Task brief
Format the rows below as a two-column CSV with the header input,output, giving one line per row. Put the row's text under input and its answer under output, each in a quoted field with line breaks replaced by spaces.

Records from a dataset
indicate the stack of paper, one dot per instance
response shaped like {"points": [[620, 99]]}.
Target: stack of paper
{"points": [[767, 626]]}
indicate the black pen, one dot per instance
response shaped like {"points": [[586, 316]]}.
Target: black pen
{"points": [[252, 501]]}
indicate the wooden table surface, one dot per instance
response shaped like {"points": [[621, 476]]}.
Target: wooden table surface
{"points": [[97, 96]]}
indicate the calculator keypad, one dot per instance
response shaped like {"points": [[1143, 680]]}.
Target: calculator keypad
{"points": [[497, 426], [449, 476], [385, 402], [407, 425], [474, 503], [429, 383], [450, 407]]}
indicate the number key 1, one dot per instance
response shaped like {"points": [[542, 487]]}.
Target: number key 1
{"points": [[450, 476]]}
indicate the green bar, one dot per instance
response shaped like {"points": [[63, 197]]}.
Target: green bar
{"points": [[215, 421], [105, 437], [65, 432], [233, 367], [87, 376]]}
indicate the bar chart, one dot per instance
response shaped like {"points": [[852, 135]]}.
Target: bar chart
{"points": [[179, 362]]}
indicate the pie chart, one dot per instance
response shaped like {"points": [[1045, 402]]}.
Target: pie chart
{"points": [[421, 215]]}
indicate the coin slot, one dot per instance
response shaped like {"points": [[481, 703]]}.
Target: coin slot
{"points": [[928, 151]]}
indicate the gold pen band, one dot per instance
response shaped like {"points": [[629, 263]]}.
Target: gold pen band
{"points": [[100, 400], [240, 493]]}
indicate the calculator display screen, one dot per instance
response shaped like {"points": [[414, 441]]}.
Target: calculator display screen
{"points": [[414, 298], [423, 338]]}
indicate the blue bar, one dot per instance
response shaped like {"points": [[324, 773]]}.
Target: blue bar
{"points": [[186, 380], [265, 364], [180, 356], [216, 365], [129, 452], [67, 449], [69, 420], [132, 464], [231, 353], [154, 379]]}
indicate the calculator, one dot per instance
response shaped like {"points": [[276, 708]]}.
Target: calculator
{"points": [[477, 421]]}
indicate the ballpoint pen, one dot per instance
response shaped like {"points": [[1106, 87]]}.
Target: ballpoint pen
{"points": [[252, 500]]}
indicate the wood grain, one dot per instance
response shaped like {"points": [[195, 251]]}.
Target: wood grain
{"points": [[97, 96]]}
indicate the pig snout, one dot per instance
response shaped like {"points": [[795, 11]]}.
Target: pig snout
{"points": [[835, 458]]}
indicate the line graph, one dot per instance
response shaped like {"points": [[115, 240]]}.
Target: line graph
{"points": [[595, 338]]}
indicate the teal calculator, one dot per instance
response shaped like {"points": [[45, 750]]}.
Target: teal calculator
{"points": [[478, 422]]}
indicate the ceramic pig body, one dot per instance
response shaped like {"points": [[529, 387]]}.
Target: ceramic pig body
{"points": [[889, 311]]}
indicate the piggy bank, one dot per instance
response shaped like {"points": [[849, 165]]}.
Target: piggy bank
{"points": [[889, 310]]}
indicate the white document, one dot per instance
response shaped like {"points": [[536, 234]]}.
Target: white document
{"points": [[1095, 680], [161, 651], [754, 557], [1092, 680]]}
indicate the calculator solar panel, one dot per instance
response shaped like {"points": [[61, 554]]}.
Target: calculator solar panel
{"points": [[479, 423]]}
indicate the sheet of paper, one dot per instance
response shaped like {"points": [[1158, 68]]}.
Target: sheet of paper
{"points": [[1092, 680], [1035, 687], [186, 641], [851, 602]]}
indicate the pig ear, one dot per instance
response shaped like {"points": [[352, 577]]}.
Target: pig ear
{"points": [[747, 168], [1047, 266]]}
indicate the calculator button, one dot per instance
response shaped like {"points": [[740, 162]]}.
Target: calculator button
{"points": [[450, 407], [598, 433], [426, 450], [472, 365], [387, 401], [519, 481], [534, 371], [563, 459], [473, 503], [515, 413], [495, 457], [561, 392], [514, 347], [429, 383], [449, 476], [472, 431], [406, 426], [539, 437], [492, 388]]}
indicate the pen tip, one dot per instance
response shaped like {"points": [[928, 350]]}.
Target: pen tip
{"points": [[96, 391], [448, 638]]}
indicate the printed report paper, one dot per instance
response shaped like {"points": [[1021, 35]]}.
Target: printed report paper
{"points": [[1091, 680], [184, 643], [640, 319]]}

Output for this exercise
input,output
"indicate the stack of paper, one dot per instance response shaped like {""points"": [[620, 99]]}. Target: stack of paper","{""points"": [[767, 626]]}"
"indicate the black pen, one dot per instance response shaped like {""points"": [[586, 316]]}. Target: black pen","{""points"": [[252, 501]]}"
"indicate the wooden table surface, one dot per instance response shaped like {""points"": [[621, 476]]}. Target: wooden table surface","{""points"": [[97, 96]]}"
"indicate the calculator keypad, one dot per instance response shaped like {""points"": [[1143, 680]]}. Target: calculator keypad","{""points"": [[497, 426], [449, 476], [385, 402], [407, 425], [474, 503], [429, 383], [450, 407]]}"
"indicate the number key 1, one dot per instance response shaped like {""points"": [[542, 487]]}. Target: number key 1","{""points"": [[450, 476]]}"
"indicate the green bar, one dot per instance response shaped like {""points"": [[63, 197]]}. Target: green bar","{""points"": [[215, 421], [105, 437], [65, 432], [233, 367], [87, 376]]}"
"indicate the bar chart, one dot per instance response shaped like {""points"": [[852, 135]]}. Target: bar chart","{""points"": [[179, 362]]}"
"indicate the pie chart, one dot per instance response shaped like {""points"": [[1045, 402]]}. Target: pie chart","{""points"": [[421, 215]]}"
"indicate the coin slot, one dot per instance response shaped like {""points"": [[481, 703]]}. Target: coin slot","{""points"": [[928, 151]]}"
"indicate the gold pen band, one dot per instance response shaped like {""points"": [[629, 263]]}. Target: gold pen band","{""points"": [[100, 400], [240, 493]]}"
"indicate the calculator display screen, one dot per instance response shaped like {""points"": [[414, 441]]}. Target: calculator display screen","{""points"": [[414, 298], [423, 338]]}"
"indicate the blue bar, one dot per instance response shaped like {""points"": [[324, 773]]}. Target: blue bar","{""points"": [[186, 380], [265, 364], [180, 356], [216, 365], [129, 452], [67, 449], [69, 420], [132, 464], [231, 353], [154, 379]]}"
"indicate the calculator, one dot per instance response shaped like {""points"": [[276, 708]]}. Target: calculator","{""points"": [[477, 421]]}"
"indicate the ballpoint pen, one dot per instance response shaped like {""points"": [[1106, 87]]}. Target: ballpoint pen","{""points"": [[252, 500]]}"
"indicate the wood grain, one dot per instance response shaped like {""points"": [[195, 251]]}. Target: wood grain","{""points"": [[97, 96]]}"
"indicate the pig snout, one dot per instance response shaped like {""points"": [[795, 11]]}. Target: pig snout","{""points"": [[835, 458]]}"
"indicate the line graph, one dot per instance response shaped like {""points"": [[115, 240]]}. Target: line graph","{""points"": [[595, 338]]}"
"indicate the teal calculator, one dot per instance response shaped like {""points"": [[45, 750]]}. Target: teal calculator","{""points"": [[478, 422]]}"
"indicate the ceramic pig body, one dot per instance response shaped like {""points"": [[529, 387]]}. Target: ceramic pig body","{""points"": [[889, 311]]}"
"indicate the piggy bank, one dot per instance response shaped like {""points"": [[849, 165]]}. Target: piggy bank","{""points"": [[889, 310]]}"
"indicate the white document, one dot per instance response shaped like {""points"": [[536, 234]]}. Target: white document","{""points"": [[1095, 680], [161, 651], [754, 557], [1092, 680]]}"
"indicate the calculator solar panel, one dot per instance response shaped like {""points"": [[61, 554]]}. Target: calculator solar panel","{""points"": [[479, 423]]}"
"indicate the sheet of paper, one dot per instance response shaped like {""points"": [[1158, 68]]}. Target: sheet of paper","{""points"": [[1092, 680], [1035, 687], [186, 641], [851, 602]]}"
"indicate the pig ear, one dot per instance response shaped like {""points"": [[352, 577]]}. Target: pig ear","{""points"": [[747, 168], [1047, 266]]}"
"indicate the calculator button, one dot per instance response shaped like {""points"": [[740, 162]]}. Target: calculator button","{""points"": [[450, 407], [598, 433], [426, 450], [472, 365], [387, 401], [519, 481], [534, 371], [563, 459], [473, 503], [515, 413], [495, 457], [561, 392], [514, 347], [429, 383], [449, 476], [472, 431], [406, 426], [539, 437], [492, 388]]}"
"indicate the pen tip, one dot per instance response shaped like {""points"": [[928, 350]]}. Target: pen tip","{""points"": [[96, 391], [448, 638]]}"
"indicate the printed report paper, one dot per instance response shaped like {""points"": [[1021, 35]]}. Target: printed report paper","{""points"": [[1091, 680], [184, 643], [640, 319]]}"